### Required work
1 - List the actions that the essay on Race Talks below gives as things people did during the Holocaust and often did not survive.
2 - According to the essay on Race Talks below, what is Race Talks designed to do?

### Text block

┌──

” I am called to love…”

Recently while attending “Race Talks”, a forum designed to increase talk between people of differing ethnic and racial backgrounds, I was struck by statements that illustrate what I have come to believe: Those that are oppressed, save us all, even in their oppression.  Recently I read Victor Frankle’s ” The Meaning of Man” and one of his core statements about his experience was “we know the best of us did not survive”.  In my meager interpretation, I understand this to mean that those that offered non-violent resistance during the Holocaust, or shared food, gave up a warmer seat for another, often, did not survive.  I wonder too if maybe this statement highlights a condition I have seen in survivors around a sense of guilt that they survived and others didn’t.  In such madness, how can there be any clear logic about what would allow one to survive and not another?   However, it relates to this idea that those that died and suffered ahead of us, also continue to save us…even in their death and suffering.  We don’t want that suffering to go without honor…without purpose and we don’t want to succumb to the same power, greed and unconsciousness that allowed the situation to occur.  Their acts of goodness and kindness change “eye for an eye” thinking, reminding all of the best inside all of us.  So, it is with this thought in mind, that I listened to the panelist and other speakers during Race Talks as they recounted hate crimes in our community and their responses.

└──

### Source data
┌──

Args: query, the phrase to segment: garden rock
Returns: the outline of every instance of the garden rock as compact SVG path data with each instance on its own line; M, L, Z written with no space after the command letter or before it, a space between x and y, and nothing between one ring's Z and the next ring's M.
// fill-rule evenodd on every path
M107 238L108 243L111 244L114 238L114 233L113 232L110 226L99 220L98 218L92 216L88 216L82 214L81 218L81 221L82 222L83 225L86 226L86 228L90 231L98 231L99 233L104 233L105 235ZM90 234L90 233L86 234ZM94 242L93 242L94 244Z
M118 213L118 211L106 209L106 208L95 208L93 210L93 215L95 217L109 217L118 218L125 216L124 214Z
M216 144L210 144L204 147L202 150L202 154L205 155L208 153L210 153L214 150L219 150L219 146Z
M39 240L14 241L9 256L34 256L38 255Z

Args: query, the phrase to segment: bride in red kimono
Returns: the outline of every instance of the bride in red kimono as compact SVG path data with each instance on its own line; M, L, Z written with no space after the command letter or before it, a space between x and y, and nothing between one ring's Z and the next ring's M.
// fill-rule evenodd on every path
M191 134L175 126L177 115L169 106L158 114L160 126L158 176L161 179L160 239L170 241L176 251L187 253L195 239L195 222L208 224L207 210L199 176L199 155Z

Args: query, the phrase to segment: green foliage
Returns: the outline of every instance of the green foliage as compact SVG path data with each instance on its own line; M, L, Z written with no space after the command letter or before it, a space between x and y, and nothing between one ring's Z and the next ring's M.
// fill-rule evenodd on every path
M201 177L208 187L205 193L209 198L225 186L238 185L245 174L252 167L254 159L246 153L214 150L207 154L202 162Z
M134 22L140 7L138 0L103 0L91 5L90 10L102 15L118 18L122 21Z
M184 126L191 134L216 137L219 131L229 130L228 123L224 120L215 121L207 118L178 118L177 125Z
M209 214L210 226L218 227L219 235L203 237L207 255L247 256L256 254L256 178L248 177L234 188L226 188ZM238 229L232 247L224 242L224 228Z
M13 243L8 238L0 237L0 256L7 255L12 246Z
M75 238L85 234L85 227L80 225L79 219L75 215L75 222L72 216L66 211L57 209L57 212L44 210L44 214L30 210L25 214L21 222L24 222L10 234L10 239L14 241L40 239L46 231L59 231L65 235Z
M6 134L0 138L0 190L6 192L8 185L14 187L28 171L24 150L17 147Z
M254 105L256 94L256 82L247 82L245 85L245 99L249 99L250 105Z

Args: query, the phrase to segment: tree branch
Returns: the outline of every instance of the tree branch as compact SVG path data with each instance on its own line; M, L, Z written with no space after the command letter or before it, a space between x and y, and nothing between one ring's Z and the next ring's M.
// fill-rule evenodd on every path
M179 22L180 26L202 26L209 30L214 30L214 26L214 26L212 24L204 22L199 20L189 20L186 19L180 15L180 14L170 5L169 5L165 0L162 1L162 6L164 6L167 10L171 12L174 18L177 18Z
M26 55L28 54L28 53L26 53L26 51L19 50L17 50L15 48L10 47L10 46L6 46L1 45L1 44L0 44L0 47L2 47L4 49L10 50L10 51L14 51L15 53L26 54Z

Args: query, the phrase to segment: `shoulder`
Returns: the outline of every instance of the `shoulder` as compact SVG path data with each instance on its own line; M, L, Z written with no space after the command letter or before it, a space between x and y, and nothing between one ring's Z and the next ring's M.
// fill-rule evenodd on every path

└──

### Solved problems
1 -
- Offering non-violent resistance
- Sharing food
- Giving up a warmer seat for another

2 - It is a forum designed to increase talk between people of differing ethnic and racial backgrounds.